TEXTO:
Cuando entré en el plató de Food Network, las cámaras empezaron a rodar. Antes de remangarme el hábito marrón, me persigné y se lo ofrecí todo a Jesús. Sabía que sería hermoso para él y para los pobres a los que tenía el privilegio de representar. Después de que las quesadillas de pavo con salsa de queso de cabra, el pavo especiado con patatas dulces y un postre de tortitas con salsa de cacao pasaran de mis sartenes a los platos y ante los jueces, ¡me declararon ganadora!
Decir que me divertí mucho compitiendo sería quedarse corto. Incluso ahora, años después del concurso, sigo atesorando el tiempo que paso en la cocina, ya sea preparando la cena para mi comunidad, para nuestro vecindario o para reuniones de sacerdotes y religiosos, por nombrar algunos. Hay algo poderoso en ser el instrumento que transforma múltiples ingredientes en un plato único y delicioso. Y ese algo poderoso me orienta hacia la eternidad.
Cada vez que vamos a Misa, el pan y el vino, hechos de simple trigo y uva, se convierten en el Cuerpo y la Sangre de Jesucristo por el poder del Espíritu Santo y la instrumentalidad del sacerdote. Los frutos de la tierra y de la vid, cuidados por manos humanas, se convierten en nuestro alimento y bebida espirituales por el ministerio del sacerdote, que ofrece el Sacrificio eucarístico en nombre de toda la Iglesia. Se vuelve a representar el Misterio Pascual por el que se realiza nuestra redención, y entramos en el acto redentor salvador de la vida de Jesús de un modo misterioso, pero real.
En el principio, Adán extendió la mano y tomó el fruto prohibido, rompiendo la relación de la humanidad con Dios. En la Nueva Alianza, realizada a través de la Sangre de Jesús, somos alimentados con el Pan del Cielo, que fortalece y profundiza nuestro vínculo con Dios. ¡Qué maravilla que hasta el acto de comer haya sido elevado por Jesús!
Al igual que no nos quedamos en una comida, sino que abandonamos la mesa para continuar nuestra vida y amistades de otras maneras, ¡tampoco nos quedamos en la Misa! Cuando la Misa concluye, somos despedidos después del Rito de despedida. Oímos al diácono o al sacerdote decir "Id, la Misa ha terminado", u otra fórmula de oración similar. Respondemos: "¡Gracias a Dios!".
¿Qué está pasando aquí realmente?
Somos enviados desde la Misa a compartir los frutos de lo que acabamos de celebrar. Habiendo sido transformados por la Eucaristía, ahora salimos como instrumentos de gracia y transformación para los demás y, de hecho, para toda la creación. Respondemos con una exclamación de gratitud - "¡Gracias sean dadas a Dios!" -porque este encargo es uno de los mayores recordatorios de nuestra profunda dignidad de hijos de Dios. Por el bautismo, participamos voluntariamente en la misión salvadora de Cristo. Con él, ofrecemos nuestra propia carne -nuestro tiempo, energía, talentos, sacrificios- en unión con Jesús, "por la vida del mundo" (Jn 6, 51).

[Datos de expresiones referenciales]
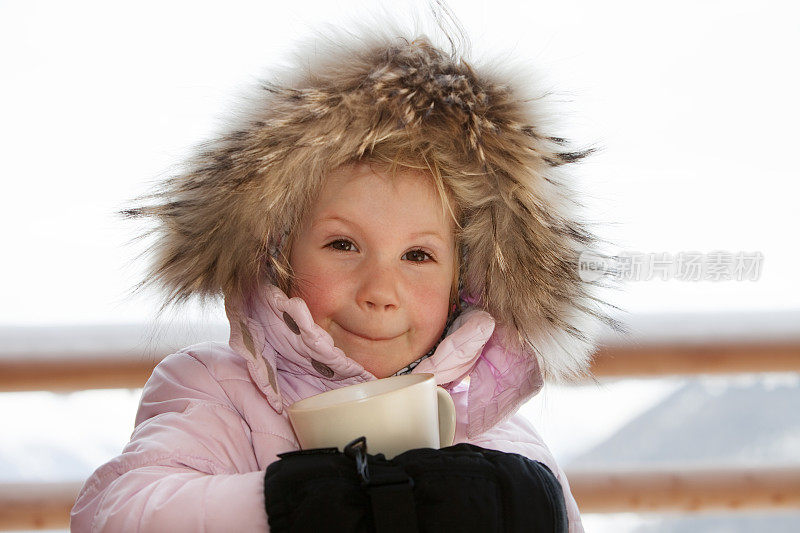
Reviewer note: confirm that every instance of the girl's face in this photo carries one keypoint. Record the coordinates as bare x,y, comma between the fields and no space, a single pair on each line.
374,263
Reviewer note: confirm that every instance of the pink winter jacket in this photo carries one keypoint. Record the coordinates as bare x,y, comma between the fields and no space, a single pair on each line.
212,418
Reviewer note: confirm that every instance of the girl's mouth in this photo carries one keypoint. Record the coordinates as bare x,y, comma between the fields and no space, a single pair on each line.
369,337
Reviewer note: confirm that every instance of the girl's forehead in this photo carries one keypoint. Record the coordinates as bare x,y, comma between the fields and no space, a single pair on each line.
404,199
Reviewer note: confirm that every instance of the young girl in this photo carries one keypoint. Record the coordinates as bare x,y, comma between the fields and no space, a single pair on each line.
384,208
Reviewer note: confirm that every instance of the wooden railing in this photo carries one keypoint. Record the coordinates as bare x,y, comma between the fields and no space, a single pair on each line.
47,505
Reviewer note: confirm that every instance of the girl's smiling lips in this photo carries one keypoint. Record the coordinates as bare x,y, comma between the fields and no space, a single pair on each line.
367,337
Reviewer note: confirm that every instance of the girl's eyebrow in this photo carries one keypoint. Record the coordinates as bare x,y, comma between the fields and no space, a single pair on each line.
334,218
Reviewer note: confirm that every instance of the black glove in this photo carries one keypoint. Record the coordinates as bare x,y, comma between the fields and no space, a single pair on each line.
461,488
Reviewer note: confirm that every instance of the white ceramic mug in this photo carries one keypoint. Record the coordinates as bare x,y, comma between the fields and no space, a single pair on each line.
395,414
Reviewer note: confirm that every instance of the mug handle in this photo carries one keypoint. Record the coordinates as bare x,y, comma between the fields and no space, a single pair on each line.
447,417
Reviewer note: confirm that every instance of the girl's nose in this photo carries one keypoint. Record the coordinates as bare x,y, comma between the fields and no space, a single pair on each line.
378,287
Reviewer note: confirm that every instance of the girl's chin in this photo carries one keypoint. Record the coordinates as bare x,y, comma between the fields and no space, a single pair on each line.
380,364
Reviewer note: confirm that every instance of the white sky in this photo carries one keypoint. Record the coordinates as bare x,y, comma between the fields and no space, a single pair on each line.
694,105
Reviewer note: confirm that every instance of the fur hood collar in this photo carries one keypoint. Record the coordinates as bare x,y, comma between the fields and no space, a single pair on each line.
482,129
290,358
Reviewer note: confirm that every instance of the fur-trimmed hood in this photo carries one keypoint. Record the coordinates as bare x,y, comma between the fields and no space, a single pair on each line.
484,131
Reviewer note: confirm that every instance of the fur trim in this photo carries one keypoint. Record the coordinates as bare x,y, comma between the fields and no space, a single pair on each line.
475,126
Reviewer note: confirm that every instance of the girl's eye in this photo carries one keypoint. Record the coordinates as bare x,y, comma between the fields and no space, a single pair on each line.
417,256
342,245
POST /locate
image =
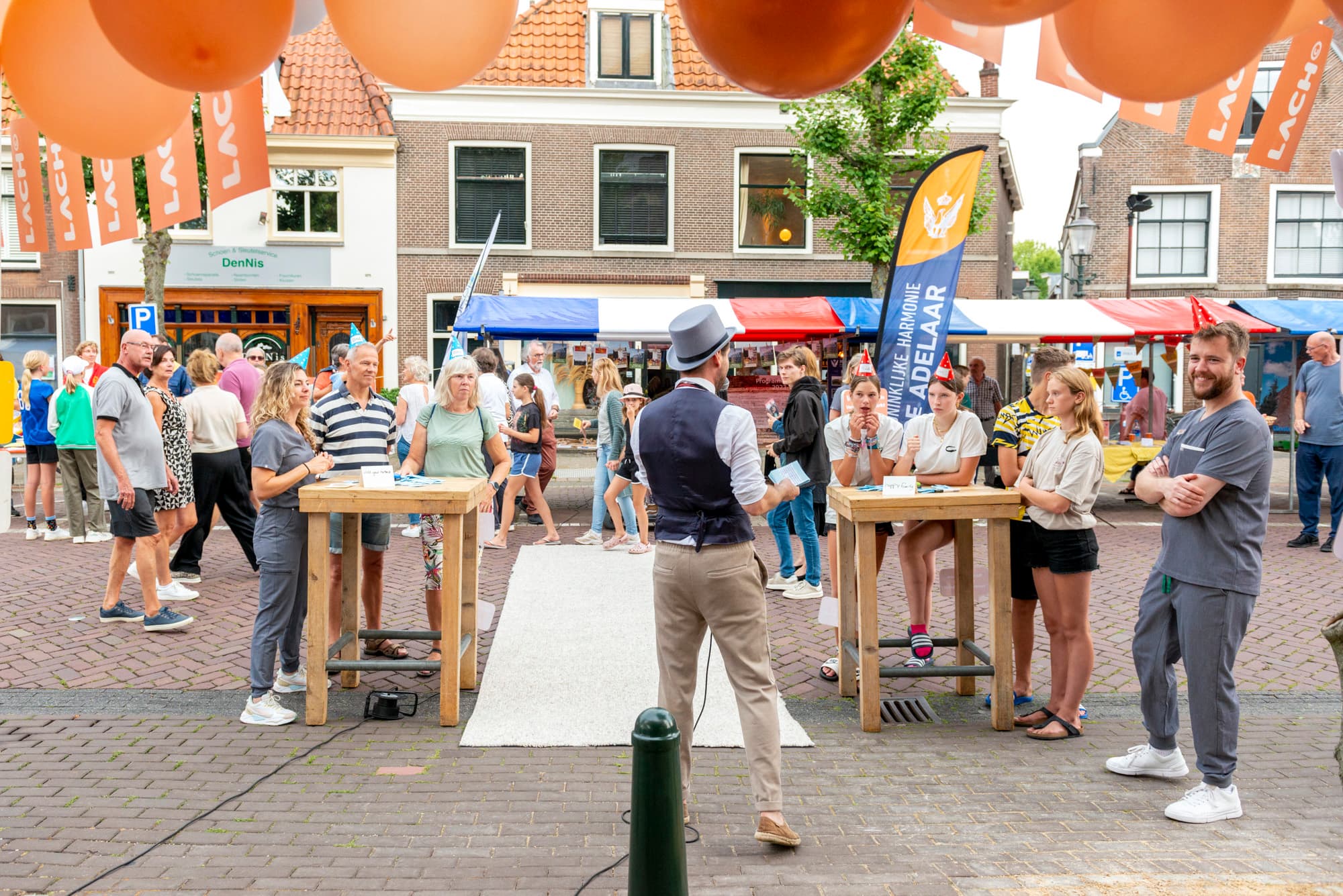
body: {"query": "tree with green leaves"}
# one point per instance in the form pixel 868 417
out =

REQUISITOS DE TAREAS:
A: Según el texto, ¿qué respondemos cuando el diácono o el sacerdote dice "Id, la Misa ha terminado"?
B: Transcribe del texto, sin cambiar nada, el fragmento que empieza en "En el principio, Adán" y termina en "pasando aquí realmente?".
Responde basándote únicamente en el texto.

SOLUCIONES POR TAREA:
A: Respondemos: "¡Gracias a Dios!".

B:
En el principio, Adán extendió la mano y tomó el fruto prohibido, rompiendo la relación de la humanidad con Dios. En la Nueva Alianza, realizada a través de la Sangre de Jesús, somos alimentados con el Pan del Cielo, que fortalece y profundiza nuestro vínculo con Dios. ¡Qué maravilla que hasta el acto de comer haya sido elevado por Jesús!
Al igual que no nos quedamos en una comida, sino que abandonamos la mesa para continuar nuestra vida y amistades de otras maneras, ¡tampoco nos quedamos en la Misa! Cuando la Misa concluye, somos despedidos después del Rito de despedida. Oímos al diácono o al sacerdote decir "Id, la Misa ha terminado", u otra fórmula de oración similar. Respondemos: "¡Gracias a Dios!".
¿Qué está pasando aquí realmente?